→ **Requirement**
Reproduce every one of the records below verbatim, line by line, leaving out the pictures.
>> START Supplied entries
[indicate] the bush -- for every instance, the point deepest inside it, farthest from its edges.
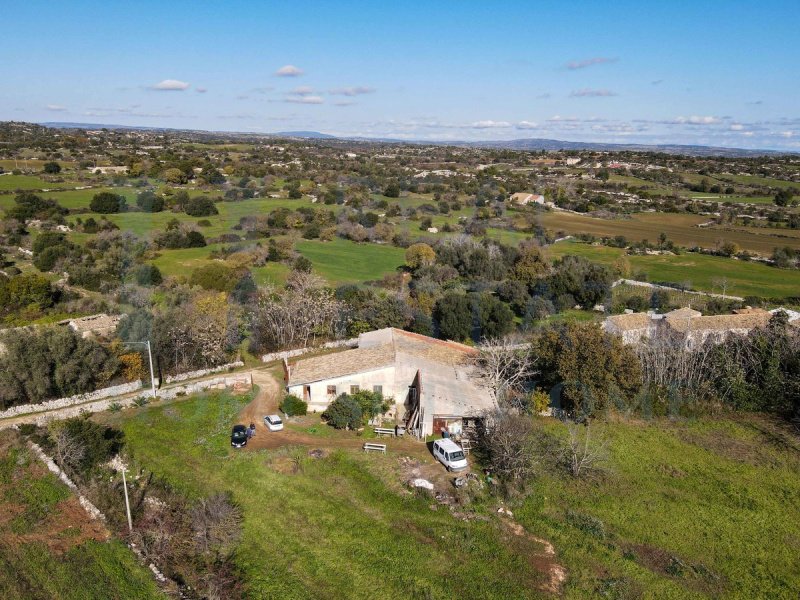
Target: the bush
(292, 406)
(108, 202)
(201, 206)
(343, 413)
(149, 202)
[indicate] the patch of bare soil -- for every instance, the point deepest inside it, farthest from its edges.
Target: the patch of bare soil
(544, 561)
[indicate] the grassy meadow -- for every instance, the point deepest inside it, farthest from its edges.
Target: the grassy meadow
(699, 271)
(49, 548)
(706, 508)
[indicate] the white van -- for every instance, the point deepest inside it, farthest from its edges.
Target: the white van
(450, 454)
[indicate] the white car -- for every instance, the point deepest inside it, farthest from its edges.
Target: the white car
(450, 454)
(273, 422)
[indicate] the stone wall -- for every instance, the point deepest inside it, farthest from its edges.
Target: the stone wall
(117, 390)
(287, 354)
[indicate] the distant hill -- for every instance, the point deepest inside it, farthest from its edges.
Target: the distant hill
(314, 135)
(529, 144)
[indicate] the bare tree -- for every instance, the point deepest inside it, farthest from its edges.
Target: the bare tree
(509, 447)
(300, 313)
(503, 366)
(68, 452)
(582, 454)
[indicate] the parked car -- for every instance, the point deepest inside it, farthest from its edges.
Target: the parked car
(273, 422)
(450, 454)
(239, 436)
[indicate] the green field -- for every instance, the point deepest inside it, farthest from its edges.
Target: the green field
(344, 261)
(49, 548)
(332, 529)
(28, 182)
(680, 228)
(686, 509)
(699, 271)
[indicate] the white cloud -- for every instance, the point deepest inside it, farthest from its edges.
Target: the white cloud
(589, 62)
(489, 124)
(305, 100)
(170, 85)
(289, 71)
(590, 93)
(696, 120)
(352, 91)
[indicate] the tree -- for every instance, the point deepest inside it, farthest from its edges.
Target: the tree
(531, 264)
(392, 191)
(211, 175)
(343, 413)
(201, 206)
(147, 275)
(150, 202)
(453, 314)
(292, 317)
(107, 203)
(508, 447)
(593, 368)
(419, 255)
(784, 197)
(581, 453)
(51, 168)
(495, 317)
(52, 362)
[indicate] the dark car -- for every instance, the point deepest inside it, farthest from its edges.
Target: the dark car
(239, 436)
>> END Supplied entries
→ **Written answer**
[indicate] the bush -- for every instance, the point deepest inside it, farthest from its edges.
Target: the bush
(292, 406)
(108, 202)
(201, 206)
(343, 413)
(149, 202)
[indicate] the patch of bare soil -- for every instance, the point deepest inside it, farthest from its edges.
Target: the patch of bare soil
(544, 561)
[indicate] the grassy meadow -- for every instance, the point deepest inside it, farthest from its edges.
Target: the grassy meadow
(699, 271)
(49, 548)
(706, 508)
[indicate] the white van -- for every instance, the point deepest inside it, farthest from its edges.
Target: the white van
(450, 454)
[indicate] the white car -- for every instance, the point deepest inside it, farthest from its edges.
Target: the white car
(450, 454)
(273, 422)
[indicate] the stone wall -- for every instance, the point deepest inside it, farthest from its edges.
Target: the stone wall
(117, 390)
(287, 354)
[indicate] the distant hill -- for every instance, the point deepest inside it, farthest from its edges.
Target: the distant hill
(314, 135)
(529, 144)
[indicate] the bare tree -- for every instance, the point deepest inside it, farthest from its edges.
Target: the bare tree
(509, 447)
(300, 313)
(503, 366)
(68, 452)
(582, 454)
[indicate] the parked car -- for every instance, the point deepest inside it, farthest from its edges.
Target: the parked car
(273, 422)
(450, 454)
(239, 436)
[indicate] the green field -- for every instance, the point deepest inside it, farthest from its edges.
Target: the green field
(344, 261)
(49, 548)
(332, 529)
(28, 182)
(680, 228)
(686, 509)
(699, 271)
[indicate] the white cloud -- for every instance, the point deepest inside it, farthest from its edges.
Target: the white cloud
(589, 62)
(489, 124)
(305, 100)
(170, 85)
(289, 71)
(590, 93)
(696, 120)
(352, 91)
[indicate] the tree -- for every instance, the point deepest inside it, farthest from its edges.
Target: the tree
(531, 264)
(392, 191)
(211, 175)
(343, 413)
(201, 206)
(147, 275)
(150, 202)
(453, 314)
(292, 317)
(107, 203)
(508, 447)
(593, 368)
(419, 255)
(784, 197)
(581, 453)
(51, 168)
(495, 317)
(52, 362)
[indicate] the dark car -- for every instance, the point deepest inside it, farthest from its edges.
Target: the dark car
(239, 436)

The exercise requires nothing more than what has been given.